→ Entries provided:
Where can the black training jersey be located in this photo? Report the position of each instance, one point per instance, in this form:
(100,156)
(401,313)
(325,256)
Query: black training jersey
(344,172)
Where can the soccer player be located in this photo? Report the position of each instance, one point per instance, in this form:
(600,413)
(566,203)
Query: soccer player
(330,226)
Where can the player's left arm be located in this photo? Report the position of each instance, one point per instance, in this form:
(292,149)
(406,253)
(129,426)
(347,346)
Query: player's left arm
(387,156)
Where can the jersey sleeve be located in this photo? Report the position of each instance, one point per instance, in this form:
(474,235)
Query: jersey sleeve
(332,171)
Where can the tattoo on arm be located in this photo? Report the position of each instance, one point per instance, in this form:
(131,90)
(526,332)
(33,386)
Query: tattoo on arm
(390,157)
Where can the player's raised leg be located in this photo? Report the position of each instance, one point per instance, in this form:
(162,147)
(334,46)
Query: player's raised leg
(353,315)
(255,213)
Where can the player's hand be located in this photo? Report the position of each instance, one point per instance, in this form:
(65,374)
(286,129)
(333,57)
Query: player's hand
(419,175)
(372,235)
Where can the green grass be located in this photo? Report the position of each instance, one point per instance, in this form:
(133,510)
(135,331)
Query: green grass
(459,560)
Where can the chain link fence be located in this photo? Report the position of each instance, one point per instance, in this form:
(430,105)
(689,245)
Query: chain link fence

→ Brief: Of the lines above, copy each one that contains the word "chain".

→ Response for this exercise:
Where can the chain link fence be located in this photo? Report the position of each instance, one point per instance, in this form:
Query: chain link fence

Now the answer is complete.